Saved entries

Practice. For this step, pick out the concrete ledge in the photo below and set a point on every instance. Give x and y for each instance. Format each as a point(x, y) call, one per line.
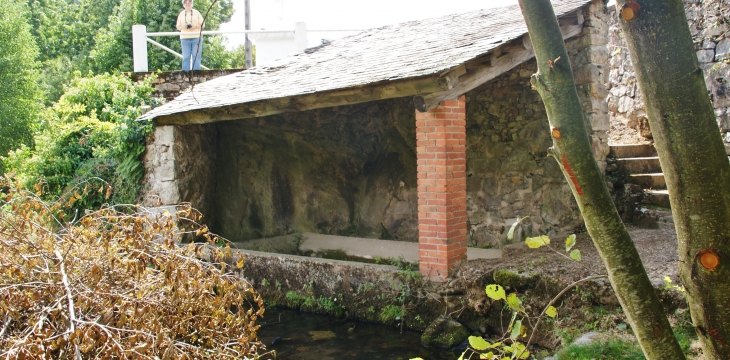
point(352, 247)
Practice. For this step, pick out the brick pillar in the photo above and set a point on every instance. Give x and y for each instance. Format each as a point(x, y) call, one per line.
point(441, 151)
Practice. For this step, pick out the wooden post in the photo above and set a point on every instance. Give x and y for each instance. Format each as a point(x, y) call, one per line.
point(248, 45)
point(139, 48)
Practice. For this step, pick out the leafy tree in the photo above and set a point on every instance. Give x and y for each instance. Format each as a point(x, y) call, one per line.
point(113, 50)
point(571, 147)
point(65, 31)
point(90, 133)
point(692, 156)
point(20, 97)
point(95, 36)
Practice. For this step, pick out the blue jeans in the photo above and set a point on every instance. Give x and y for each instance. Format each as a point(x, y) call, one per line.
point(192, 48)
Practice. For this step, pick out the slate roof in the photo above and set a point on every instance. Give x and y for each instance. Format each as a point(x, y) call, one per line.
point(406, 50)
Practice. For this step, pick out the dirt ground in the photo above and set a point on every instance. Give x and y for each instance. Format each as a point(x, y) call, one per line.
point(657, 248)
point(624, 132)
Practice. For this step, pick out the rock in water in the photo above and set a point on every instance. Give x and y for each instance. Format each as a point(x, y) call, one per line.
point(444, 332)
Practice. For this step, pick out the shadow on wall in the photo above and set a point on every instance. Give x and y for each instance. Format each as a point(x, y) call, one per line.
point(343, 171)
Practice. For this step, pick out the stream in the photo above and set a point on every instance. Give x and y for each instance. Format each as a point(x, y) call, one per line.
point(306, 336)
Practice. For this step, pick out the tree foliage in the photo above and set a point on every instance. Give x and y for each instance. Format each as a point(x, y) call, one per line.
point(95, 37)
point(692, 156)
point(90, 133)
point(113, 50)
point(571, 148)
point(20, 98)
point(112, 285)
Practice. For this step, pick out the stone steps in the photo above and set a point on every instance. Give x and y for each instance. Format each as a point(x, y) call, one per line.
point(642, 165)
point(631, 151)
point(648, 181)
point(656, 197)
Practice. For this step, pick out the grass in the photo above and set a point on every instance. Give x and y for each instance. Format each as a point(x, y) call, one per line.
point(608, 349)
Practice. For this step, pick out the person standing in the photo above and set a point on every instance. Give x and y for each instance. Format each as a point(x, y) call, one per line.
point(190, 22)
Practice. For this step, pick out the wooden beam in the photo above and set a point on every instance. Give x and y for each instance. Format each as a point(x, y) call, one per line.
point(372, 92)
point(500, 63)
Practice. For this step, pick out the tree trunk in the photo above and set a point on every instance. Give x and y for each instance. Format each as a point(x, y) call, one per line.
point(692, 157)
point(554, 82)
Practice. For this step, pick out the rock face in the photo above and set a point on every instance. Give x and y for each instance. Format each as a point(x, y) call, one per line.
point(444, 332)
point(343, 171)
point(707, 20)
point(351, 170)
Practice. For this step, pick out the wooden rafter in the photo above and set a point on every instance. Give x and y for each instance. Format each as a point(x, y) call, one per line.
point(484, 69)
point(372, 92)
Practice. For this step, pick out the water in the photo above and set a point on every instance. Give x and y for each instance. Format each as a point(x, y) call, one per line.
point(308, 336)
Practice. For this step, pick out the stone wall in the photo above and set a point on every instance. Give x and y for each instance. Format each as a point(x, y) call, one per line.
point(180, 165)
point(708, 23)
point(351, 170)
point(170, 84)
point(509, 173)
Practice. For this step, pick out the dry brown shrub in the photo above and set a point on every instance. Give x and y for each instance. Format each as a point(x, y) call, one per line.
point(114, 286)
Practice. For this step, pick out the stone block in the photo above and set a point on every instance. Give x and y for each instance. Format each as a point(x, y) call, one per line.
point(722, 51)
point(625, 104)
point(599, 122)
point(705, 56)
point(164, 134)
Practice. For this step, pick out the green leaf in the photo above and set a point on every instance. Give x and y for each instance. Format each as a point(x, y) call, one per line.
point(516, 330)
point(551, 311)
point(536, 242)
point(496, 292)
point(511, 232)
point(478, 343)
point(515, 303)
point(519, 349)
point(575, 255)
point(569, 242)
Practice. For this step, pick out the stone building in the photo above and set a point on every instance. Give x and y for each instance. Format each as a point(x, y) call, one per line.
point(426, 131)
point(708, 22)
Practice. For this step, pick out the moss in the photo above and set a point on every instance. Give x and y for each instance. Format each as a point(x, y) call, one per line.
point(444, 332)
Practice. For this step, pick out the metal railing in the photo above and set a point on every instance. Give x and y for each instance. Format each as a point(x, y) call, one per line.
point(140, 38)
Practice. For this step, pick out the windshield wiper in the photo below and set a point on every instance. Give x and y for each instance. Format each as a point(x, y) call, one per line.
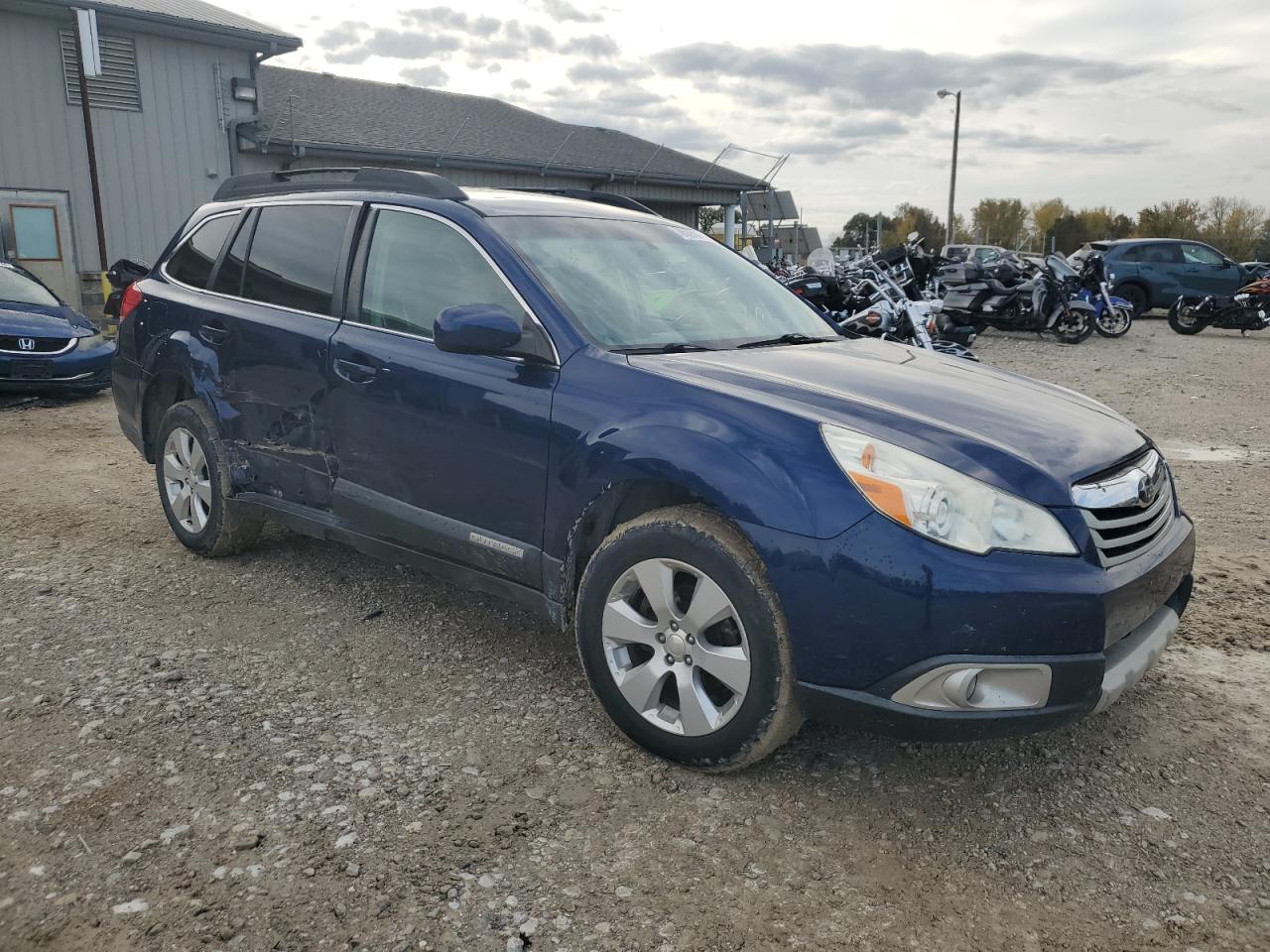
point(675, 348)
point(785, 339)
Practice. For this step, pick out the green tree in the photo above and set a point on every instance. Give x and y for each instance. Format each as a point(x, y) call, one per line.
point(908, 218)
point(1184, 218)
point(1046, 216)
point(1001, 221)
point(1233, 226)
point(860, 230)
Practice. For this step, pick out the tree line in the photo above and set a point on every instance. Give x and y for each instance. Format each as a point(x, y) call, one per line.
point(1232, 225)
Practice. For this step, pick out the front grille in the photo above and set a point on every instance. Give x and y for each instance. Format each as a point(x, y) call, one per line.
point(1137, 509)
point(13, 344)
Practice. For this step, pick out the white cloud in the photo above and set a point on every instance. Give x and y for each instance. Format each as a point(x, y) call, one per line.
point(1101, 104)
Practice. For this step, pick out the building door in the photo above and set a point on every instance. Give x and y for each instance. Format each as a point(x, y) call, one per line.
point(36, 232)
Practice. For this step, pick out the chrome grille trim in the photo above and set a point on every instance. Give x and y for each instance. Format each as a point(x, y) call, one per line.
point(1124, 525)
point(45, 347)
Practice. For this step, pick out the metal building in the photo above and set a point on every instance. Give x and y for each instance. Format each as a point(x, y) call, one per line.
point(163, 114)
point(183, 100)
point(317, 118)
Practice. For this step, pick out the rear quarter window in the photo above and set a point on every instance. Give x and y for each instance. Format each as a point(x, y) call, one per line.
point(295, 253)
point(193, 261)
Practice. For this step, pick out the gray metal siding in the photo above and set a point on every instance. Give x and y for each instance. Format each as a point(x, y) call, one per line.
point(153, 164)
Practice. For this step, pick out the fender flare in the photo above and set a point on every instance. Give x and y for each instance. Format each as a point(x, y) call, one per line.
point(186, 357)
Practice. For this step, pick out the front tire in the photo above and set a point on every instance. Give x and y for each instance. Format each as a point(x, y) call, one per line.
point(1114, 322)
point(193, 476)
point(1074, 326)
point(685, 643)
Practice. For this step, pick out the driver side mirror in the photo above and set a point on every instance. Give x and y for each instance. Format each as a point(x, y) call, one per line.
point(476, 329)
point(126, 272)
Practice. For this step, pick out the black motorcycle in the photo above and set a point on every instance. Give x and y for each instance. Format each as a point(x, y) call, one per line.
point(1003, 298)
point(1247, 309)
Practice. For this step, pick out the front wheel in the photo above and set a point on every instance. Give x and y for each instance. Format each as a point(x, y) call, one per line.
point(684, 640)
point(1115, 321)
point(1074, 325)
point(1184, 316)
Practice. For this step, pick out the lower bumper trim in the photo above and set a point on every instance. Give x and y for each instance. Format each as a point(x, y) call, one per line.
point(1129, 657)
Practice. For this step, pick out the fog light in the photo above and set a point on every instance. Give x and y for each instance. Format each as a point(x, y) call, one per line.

▸ **EXERCISE**:
Transcribe every entry exactly. Leave out the pictures.

▸ **COMPLETED TASK**:
Practice. For this step, pick out the concrete ledge in the photo below and set a point on every instance. Give x and y for each instance. Format each as a point(x, y) call, one per line.
point(352, 247)
Practice. For this step, pick out the brick pillar in the photo above and set a point on every instance. Give x and y for each instance. Format each as a point(x, y) call, one per line.
point(441, 151)
Practice. For this step, pick out the wooden post in the photo above and set a point on every instance. Give x and y for each instance. Format each as a point(x, y) call, one per line.
point(248, 45)
point(139, 48)
Practice. For this step, pick out the leafy tree in the photo above and set a point on every instance. Give x and y for each instance. Format each as a point(x, y) call, one per line.
point(113, 50)
point(571, 147)
point(65, 31)
point(90, 133)
point(692, 156)
point(20, 97)
point(95, 36)
Practice. For this step, pick out the blue jeans in the photo above and set a point on every instance. Give x and y for each instance. Format each as a point(x, y) call, one per line.
point(192, 48)
Practice. For this step, pick out the slate roof in the photo above and set a point on every instance. Give x and y for each instance. Format each as a point(x, y) call, one per line.
point(406, 50)
Practice. For this step, pick out the dirt ground in the photo above and set a point on every instance. Give x and y for each instance. Format each as a point(x, y) call, one per line.
point(657, 248)
point(624, 132)
Practice. For this step, pick out the rock in water in the photo above and set a point on every instance. Give x and y for each instance. Format each as a point(x, y) call, one per line.
point(444, 332)
Practice. For this step, pick out the shadow on wall in the photo above and set a point on every instance. Give x and y for each instance. Format each as a point(x, y) call, one per line.
point(343, 171)
Practice. For this step, pick out the stream in the photo above and set a point on every instance. Give x and y for each instance. Format each as a point(x, y) call, one per line.
point(306, 336)
Practice. For this step, pick out the tree foliage in the photo above and set a point on every instance. Give x and y for each instance. Format each as a point(x, y) call, one per line.
point(95, 37)
point(692, 156)
point(90, 133)
point(113, 50)
point(571, 148)
point(20, 98)
point(112, 285)
Practice. For this step, pick out the stone steps in the photo above and set a point on every instance. Give x and y for each instance. Format each as a point(x, y) call, one per line.
point(642, 165)
point(631, 151)
point(648, 181)
point(656, 197)
Practice. For this step, pick out the grass in the photo above and set a point on every instance. Give x and y for each instance. Format each as a point(x, y) call, one per line.
point(608, 349)
Practice. For this step, pick out the person standing in the photo above and set a point on every instance. Give x and y for each instance. Format each as a point(x, y) call, one per line.
point(190, 22)
Practice. For this step, pick out the wooden beam in the photo above and set a point on every instance. Give x and y for each instance. Format each as a point(x, y) call, one per line.
point(372, 92)
point(500, 63)
Practice. For this step, pick out the tree trunk in the photo above and set a point on every instance. Give x and y for each instance. Format each as a point(x, y) call, one per line.
point(692, 157)
point(554, 82)
Practice. For this step, pick out the rock face in the photo above and set a point on every instance. Give x and y for each instance. Format each as a point(x, y) call, one per line.
point(444, 332)
point(343, 171)
point(707, 20)
point(351, 170)
Practice. For this step, pick out the wooden rafter in the photo above and set a point on every instance. Give x and y for each instance. Format each as a point(x, y) call, one per line.
point(484, 69)
point(372, 92)
Practice. For this step, pick out the water in the photo above and set a point on every instance. Give x and y for each instance. Format each as a point(x, y) call, one per line.
point(308, 336)
Practice. For this step, pick out the stone wall in the photo above and set a point on every instance. Give x and y for each instance. Format each as a point(x, y) call, one per line.
point(180, 165)
point(708, 23)
point(351, 170)
point(170, 84)
point(509, 173)
Practice. For this step, pick out the dry brown shrub in the photo above and set a point on every instance. Give x and y for each instance. Format each as a point(x, y) call, one per line.
point(114, 286)
Practice. For this step, pick out the stone block in the photo above and set a point on every instance. Give x and y for each instance. Format each as a point(x, y) call, one per line.
point(722, 51)
point(625, 104)
point(599, 122)
point(705, 56)
point(164, 134)
Practice. For this step, pick out the green leaf in the photo above and set a point on every instance. Give x and y for each instance. Format each as a point(x, y) call, one per line.
point(516, 330)
point(551, 311)
point(536, 242)
point(496, 292)
point(511, 232)
point(478, 343)
point(515, 303)
point(519, 349)
point(575, 255)
point(569, 242)
Practice. For this step, pick out the stone building in the photo above and set a point on every instance. Give x and y for each instance. Format each as a point(x, y) call, one per line.
point(426, 131)
point(708, 22)
Practice. For this step, pick out the moss in the photo above and set a point on every instance. Give x and y for each instance. Format each as a point(x, y) call, one per line.
point(444, 332)
Practice. For this step, pick out the metal railing in the photo above and set a point on every instance. Give x and y for each instance. Format each as a point(x, y) call, one per line.
point(140, 38)
Practice. For this step, pick out the windshield wiper in the photo below and set a point on every instance. Give x and y for each instance. Format each as a point(x, y) call, one per line.
point(675, 348)
point(785, 339)
Practice. For this step, pick out the green tree in the photo above and set a point on every instance. Give x and y for each instance. Format each as a point(x, y) call, one per line.
point(908, 218)
point(1184, 218)
point(1046, 216)
point(1001, 221)
point(1233, 226)
point(860, 230)
Practice. For this step, pick out the tree line in the photo above and set a point on every instance. Give x and y for each instance. Format each as a point(x, y) call, one per line.
point(1232, 225)
Practice. For this step, pick out the front grille in the photo above and set a point on every instance. Give x and y for each instance. Format each as a point(x, y) call, one per line.
point(1137, 509)
point(13, 344)
Practice. For this step, pick out the white cloud in the photo above and set a point on every instance. Give x and y for each instance. Format each as a point(x, y) call, one per line.
point(1101, 104)
Practice. For this step, pick out the building door in the photo above and set a point on every instance. Give x and y for each instance. Format each as a point(x, y) call, one per line.
point(36, 232)
Practice. For this step, pick out the chrome grille trim in the photo above and set a point on every instance. Give x and y for each instance. Format each as a point(x, y) call, one per line.
point(1124, 525)
point(45, 347)
Practice. For this step, pick out the metal building in the photo above and set a point on every instance. Give x and y for each instance. Format each as a point(x, y) call, one per line.
point(163, 114)
point(183, 100)
point(317, 118)
Practice. For this step, pick out the rear quarter window in the photo above and set a point on every instance. Give x and y for each instance. Format each as a point(x, y) call, one per line.
point(295, 253)
point(193, 261)
Practice. For this step, pick out the gray metal siding in the photo above and set a point on every instance. Give x and y for each instance. Format each as a point(x, y) call, one per line.
point(153, 164)
Practice. For this step, pick out the fender flare in the photo above and set a point on every instance. Give x and y for each instance. Format each as a point(x, y) call, one per line.
point(186, 357)
Practice. For this step, pick out the front tire in the photo above and set a point on every instance. Give x and y for each instance. Format each as a point(x, y) call, one per line.
point(1114, 322)
point(193, 476)
point(1074, 326)
point(685, 643)
Practice. For this step, pick out the driver side mirror in the photo above and set a point on every instance. Give x and y for each instance. Format each as a point(x, y) call, one per line.
point(476, 329)
point(126, 272)
Practice. For this step, pick out the black motorcycle in the photo above and set a point on every instance. Give x and y for each instance. Format each as a point(x, y) call, one per line.
point(1003, 298)
point(1247, 309)
Practice. For this step, pick out the front wheel in the photo above and set a point on every instance. Give x and y for each instance. Format each as a point(x, y) call, one per line.
point(684, 640)
point(1115, 321)
point(1074, 325)
point(1184, 316)
Practice. For this step, pick out the lower bumper trim in the photo above and set a point on every instance. Give x and y for each instance. Format each as a point(x, y) call, one per line.
point(1129, 657)
Practice. For this step, pick out the fog light in the photo above and set a point on every instance. Give x and y for each instance. Format each as a point(x, y) call, one per line.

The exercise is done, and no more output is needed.